- [Exercise aim] The response should consist only of the lines from the one with "Target: glass door panel" to the end of the data below, copied exactly and without pictures.

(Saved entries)
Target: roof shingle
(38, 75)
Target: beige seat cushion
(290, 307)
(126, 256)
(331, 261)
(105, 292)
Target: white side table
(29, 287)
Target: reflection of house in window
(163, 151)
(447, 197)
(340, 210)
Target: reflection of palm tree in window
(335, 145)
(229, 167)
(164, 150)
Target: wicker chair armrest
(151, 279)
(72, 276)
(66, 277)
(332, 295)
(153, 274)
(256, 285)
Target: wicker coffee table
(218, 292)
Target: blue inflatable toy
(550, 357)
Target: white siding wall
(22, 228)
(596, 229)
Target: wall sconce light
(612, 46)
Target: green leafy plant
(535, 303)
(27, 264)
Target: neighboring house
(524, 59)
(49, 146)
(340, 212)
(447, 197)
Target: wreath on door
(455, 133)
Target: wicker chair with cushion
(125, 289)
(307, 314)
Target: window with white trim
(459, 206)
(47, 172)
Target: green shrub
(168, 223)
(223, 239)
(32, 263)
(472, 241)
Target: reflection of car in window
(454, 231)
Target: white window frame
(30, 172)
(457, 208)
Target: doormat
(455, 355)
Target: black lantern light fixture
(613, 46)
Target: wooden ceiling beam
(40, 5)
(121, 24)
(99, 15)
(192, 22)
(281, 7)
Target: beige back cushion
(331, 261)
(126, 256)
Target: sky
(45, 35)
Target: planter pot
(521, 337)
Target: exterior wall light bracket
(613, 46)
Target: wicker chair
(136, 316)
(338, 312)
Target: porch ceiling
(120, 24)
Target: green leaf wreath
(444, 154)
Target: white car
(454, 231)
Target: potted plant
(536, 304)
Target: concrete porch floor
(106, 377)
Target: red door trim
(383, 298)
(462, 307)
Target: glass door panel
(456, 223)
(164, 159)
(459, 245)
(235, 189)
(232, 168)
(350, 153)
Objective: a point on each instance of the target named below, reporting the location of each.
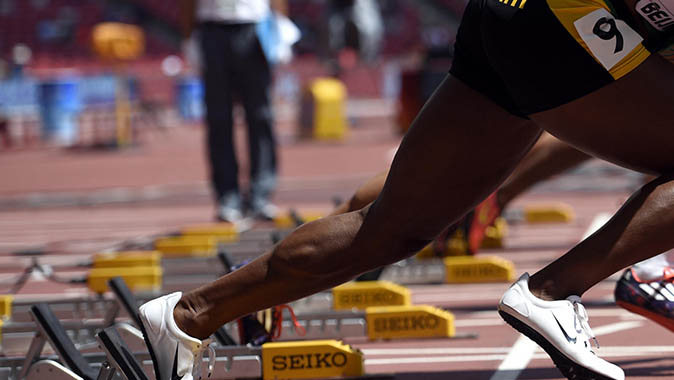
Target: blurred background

- [Task result]
Target: glass door panel
(456, 223)
(164, 159)
(459, 245)
(235, 189)
(232, 168)
(350, 153)
Objective: a point on each instance of the target named below, reporting the location of each.
Target: blurred background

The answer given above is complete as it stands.